▶ _KETENTUAN TUGAS_
Salin utuh berita tentang pemberhentian presiden di bawah ini tanpa mengubah satu karakter pun.

▶ _KUTIPAN DOKUMEN_
⟨
> >

Tanggapi Diskusi Pemecatan Presiden, Mahfud MD Ungkap 5 Alasan Kepala Negara Bisa Diberhentikan

Berita kompas tv | 30 Mei 2020, 23:56 WIB
Menteri Koordinator Politik, Hukum dan Keamanan, Mahfud MD sebelum pelantikan menteri-menteri Kabinet Indonesia Maju di Istana Negara, Jakarta, Rabu 23 Oktober 2019 (Sumber: KOMPAS.COM/KRISTIANTO PURNOMO)

JAKARTA, KOMPAS TV - Menteri Koordinator Bidang Politik, Hukum dan Keamanan, Mahfud MD, menanggapi soal pembatalan diskusi bertajuk tentang ‘Persoalan Pemecatan Presiden di Tengah Pandemi Ditinjau dari Sistem Ketatanegaraan’.

Seperti diketahui, Constitutional Law Society (CLS) atau Komunitas Hukum Tata Negara Fakultas Hukum Universitas Gadjah Mada (UGM) sebelumnya berencana menggelar diskusi tersebut pada Jumat (29/5/2020) pukul 14.00 WIB secara online.

Namun, acara diskusi tersebut batal terlaksana meskipun pihak panitia telah mengganti judul diskusi menjadi ‘Meluruskan Persoalan Pemberhentian Presiden Ditinjau dari Sistem Ketatanegaraan’.

Baca Juga: Diskusi Tentang Pemecatan Presiden di Tengah Pandemi Batal, Mahfud MD: Ini Bukan Ulah Pemerintah

Terkait pemecatan atau pemberhentian presiden, bekas Ketua Mahkamah Konstitusi (MK) ini menerangkan terkait hal tersebut sebenarnya sudah diatur dalam Undang-Undang Dasar atau UUD 1945 dengan lima alasan.

Adapun alasan yang bisa membuat seorang presiden dipecat atau diberhentikan karena terbukti melakukan pelanggaran hokum.
⟩
▶ _DATA HASIL EKSTRAKSI_
⟨
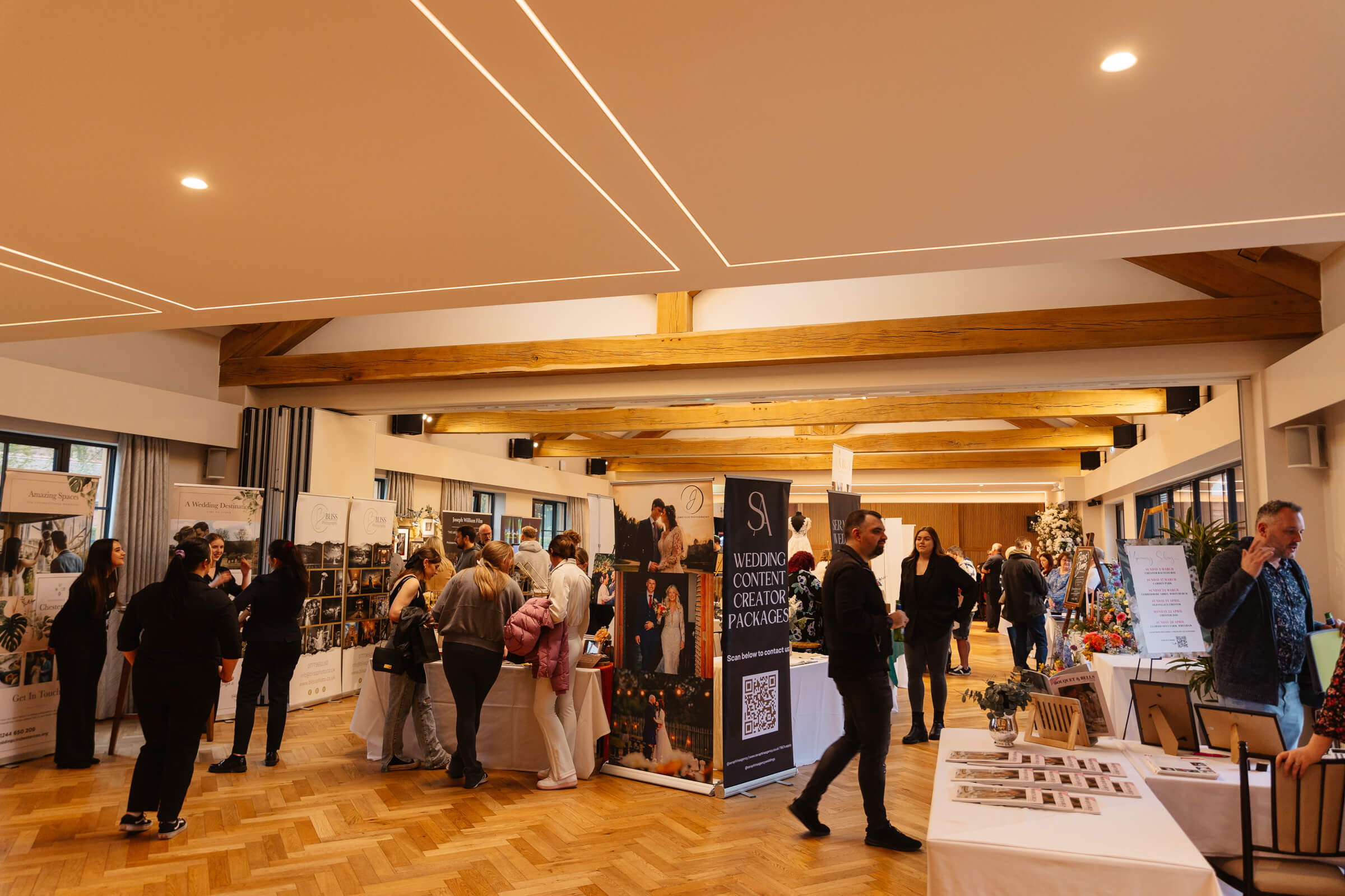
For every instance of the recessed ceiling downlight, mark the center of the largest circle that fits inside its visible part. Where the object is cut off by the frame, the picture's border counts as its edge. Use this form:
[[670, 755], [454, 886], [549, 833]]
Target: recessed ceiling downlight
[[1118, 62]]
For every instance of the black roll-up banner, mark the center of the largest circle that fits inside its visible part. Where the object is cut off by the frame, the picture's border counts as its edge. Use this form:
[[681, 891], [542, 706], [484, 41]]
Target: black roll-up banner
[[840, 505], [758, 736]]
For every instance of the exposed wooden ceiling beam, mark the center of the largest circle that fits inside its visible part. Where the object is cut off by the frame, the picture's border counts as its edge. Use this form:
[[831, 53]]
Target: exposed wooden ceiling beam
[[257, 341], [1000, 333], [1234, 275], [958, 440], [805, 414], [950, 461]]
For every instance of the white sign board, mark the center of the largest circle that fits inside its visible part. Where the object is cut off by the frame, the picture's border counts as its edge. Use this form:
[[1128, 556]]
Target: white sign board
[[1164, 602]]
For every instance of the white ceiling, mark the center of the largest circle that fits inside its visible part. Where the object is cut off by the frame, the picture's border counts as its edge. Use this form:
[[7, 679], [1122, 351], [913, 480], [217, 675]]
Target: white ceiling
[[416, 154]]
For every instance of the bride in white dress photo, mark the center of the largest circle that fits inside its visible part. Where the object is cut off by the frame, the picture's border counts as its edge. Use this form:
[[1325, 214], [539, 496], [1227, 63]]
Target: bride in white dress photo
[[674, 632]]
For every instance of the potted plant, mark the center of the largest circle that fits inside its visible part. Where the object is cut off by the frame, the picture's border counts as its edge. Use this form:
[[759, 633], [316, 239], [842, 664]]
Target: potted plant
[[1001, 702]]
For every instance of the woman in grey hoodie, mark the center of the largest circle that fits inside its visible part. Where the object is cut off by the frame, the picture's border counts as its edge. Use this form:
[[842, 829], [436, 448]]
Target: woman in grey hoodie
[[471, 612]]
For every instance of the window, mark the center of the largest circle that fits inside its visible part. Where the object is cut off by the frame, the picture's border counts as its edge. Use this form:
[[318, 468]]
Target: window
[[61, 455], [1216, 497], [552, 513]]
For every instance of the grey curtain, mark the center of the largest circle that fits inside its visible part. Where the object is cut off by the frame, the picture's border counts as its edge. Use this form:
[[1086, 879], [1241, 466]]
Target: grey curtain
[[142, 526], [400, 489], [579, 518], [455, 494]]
⟩
▶ _HASIL BERIKUT_
> >

Tanggapi Diskusi Pemecatan Presiden, Mahfud MD Ungkap 5 Alasan Kepala Negara Bisa Diberhentikan

Berita kompas tv | 30 Mei 2020, 23:56 WIB
Menteri Koordinator Politik, Hukum dan Keamanan, Mahfud MD sebelum pelantikan menteri-menteri Kabinet Indonesia Maju di Istana Negara, Jakarta, Rabu 23 Oktober 2019 (Sumber: KOMPAS.COM/KRISTIANTO PURNOMO)

JAKARTA, KOMPAS TV - Menteri Koordinator Bidang Politik, Hukum dan Keamanan, Mahfud MD, menanggapi soal pembatalan diskusi bertajuk tentang ‘Persoalan Pemecatan Presiden di Tengah Pandemi Ditinjau dari Sistem Ketatanegaraan’.

Seperti diketahui, Constitutional Law Society (CLS) atau Komunitas Hukum Tata Negara Fakultas Hukum Universitas Gadjah Mada (UGM) sebelumnya berencana menggelar diskusi tersebut pada Jumat (29/5/2020) pukul 14.00 WIB secara online.

Namun, acara diskusi tersebut batal terlaksana meskipun pihak panitia telah mengganti judul diskusi menjadi ‘Meluruskan Persoalan Pemberhentian Presiden Ditinjau dari Sistem Ketatanegaraan’.

Baca Juga: Diskusi Tentang Pemecatan Presiden di Tengah Pandemi Batal, Mahfud MD: Ini Bukan Ulah Pemerintah

Terkait pemecatan atau pemberhentian presiden, bekas Ketua Mahkamah Konstitusi (MK) ini menerangkan terkait hal tersebut sebenarnya sudah diatur dalam Undang-Undang Dasar atau UUD 1945 dengan lima alasan.

Adapun alasan yang bisa membuat seorang presiden dipecat atau diberhentikan karena terbukti melakukan pelanggaran hokum.